[NOT FOR PUBLICATION — NOT TO BE CITED AS PRECEDENT]
United States Court of Appeals
For the First Circuit
No. 02-1243
MANUEL GONZALEZ-GONZALEZ,
Petitioner, Putative Appellant,
v.
UNITED STATES,
Respondent, Putative Appellee.
APPEAL FROM THE UNITED STATES DISTRICT COURT
FOR THE DISTRICT OF PUERTO RICO
[Hon. Juan M. Pérez-Giménez, U.S. District Judge]
Before
Boudin, Chief Judge,
Selya and Lipez, Circuit Judges.
Judith H. Mizner, on motion for issuance of certificate of
appealability, for putative appellant.
October 29, 2002
SELYA, Circuit Judge. The petitioner, Manuel Gonzalez-
Gonzalez, moves for a certificate of appealability, 28 U.S.C. §
2253, alleging ineffective assistance of appellate and trial
counsel. We recite only the facts necessary to limn the
petitioner's claims. We refer readers who hunger for more exegetic
detail to our opinion on direct appeal. See United States v.
Gonzalez-Gonzalez, 136 F.3d 6 (1st Cir.), cert. denied, 524 U.S.
910 (1998).
The petitioner's principal claim is that his appellate
counsel blundered by failing to argue that he (the petitioner) had
been deprived of his Sixth Amendment right to represent himself.
********
= Written instruction a =
In one to three sentences, explain why the petitioner in the court opinion claims his appellate counsel was ineffective.
The court opinion and the entries that follow it are unrelated to each other.
********
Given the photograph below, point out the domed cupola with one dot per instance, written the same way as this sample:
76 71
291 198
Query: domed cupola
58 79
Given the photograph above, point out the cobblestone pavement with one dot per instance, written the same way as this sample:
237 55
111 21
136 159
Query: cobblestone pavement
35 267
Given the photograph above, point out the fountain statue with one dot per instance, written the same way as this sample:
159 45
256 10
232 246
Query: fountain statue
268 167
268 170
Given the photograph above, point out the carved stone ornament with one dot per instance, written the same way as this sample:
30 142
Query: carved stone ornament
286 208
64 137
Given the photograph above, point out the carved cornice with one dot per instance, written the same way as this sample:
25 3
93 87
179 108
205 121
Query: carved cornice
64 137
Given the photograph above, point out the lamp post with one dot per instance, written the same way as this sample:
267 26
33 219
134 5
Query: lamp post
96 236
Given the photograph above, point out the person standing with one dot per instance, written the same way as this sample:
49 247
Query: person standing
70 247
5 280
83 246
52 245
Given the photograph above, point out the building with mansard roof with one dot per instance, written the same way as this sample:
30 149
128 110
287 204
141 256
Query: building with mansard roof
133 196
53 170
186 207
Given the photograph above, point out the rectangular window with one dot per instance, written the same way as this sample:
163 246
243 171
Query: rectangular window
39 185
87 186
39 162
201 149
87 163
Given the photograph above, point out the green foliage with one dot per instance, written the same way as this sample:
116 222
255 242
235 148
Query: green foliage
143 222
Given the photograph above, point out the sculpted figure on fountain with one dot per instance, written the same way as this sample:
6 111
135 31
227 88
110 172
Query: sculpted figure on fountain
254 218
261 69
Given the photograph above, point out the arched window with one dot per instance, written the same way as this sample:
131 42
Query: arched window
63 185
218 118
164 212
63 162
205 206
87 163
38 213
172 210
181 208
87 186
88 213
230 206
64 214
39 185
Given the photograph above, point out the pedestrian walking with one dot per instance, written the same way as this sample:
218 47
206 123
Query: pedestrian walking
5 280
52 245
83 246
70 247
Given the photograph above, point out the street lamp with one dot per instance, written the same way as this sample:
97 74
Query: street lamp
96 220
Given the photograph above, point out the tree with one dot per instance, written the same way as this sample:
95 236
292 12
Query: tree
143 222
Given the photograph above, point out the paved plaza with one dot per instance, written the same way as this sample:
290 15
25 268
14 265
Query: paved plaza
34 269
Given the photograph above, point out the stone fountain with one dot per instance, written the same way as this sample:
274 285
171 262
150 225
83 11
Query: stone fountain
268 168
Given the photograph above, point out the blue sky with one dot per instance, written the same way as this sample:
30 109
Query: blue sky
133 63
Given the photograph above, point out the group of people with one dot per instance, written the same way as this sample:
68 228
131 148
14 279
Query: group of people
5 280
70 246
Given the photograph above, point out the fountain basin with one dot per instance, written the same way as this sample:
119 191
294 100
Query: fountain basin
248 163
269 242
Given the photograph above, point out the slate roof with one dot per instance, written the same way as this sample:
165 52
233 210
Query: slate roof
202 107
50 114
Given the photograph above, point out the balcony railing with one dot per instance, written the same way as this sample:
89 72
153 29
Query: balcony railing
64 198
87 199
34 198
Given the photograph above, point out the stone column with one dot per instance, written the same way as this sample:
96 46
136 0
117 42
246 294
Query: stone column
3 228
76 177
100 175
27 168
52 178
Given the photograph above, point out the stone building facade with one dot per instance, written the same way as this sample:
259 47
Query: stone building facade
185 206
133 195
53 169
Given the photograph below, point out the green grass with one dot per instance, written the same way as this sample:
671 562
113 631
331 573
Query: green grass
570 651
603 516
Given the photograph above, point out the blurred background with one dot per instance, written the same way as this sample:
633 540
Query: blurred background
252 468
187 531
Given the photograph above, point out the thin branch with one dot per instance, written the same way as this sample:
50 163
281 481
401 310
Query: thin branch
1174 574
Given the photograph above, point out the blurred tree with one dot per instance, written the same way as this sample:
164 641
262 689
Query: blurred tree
********
= Written instruction b =
Put the lines of the entries, from the one containing "Given the photograph above, point out the thin" through the end of the entries, into a JSON list of strings, with one string per line and blank lines left out.

= Expected answer a =
The petitioner claims that his appellate counsel blundered by failing to argue that he had been deprived of his Sixth Amendment right to represent himself.

= Expected answer b =
[
  "Given the photograph above, point out the thin branch with one dot per instance, written the same way as this sample:",
  "50 163",
  "281 481",
  "401 310",
  "Query: thin branch",
  "1174 574",
  "Given the photograph above, point out the blurred tree with one dot per instance, written the same way as this sample:",
  "164 641",
  "262 689",
  "Query: blurred tree"
]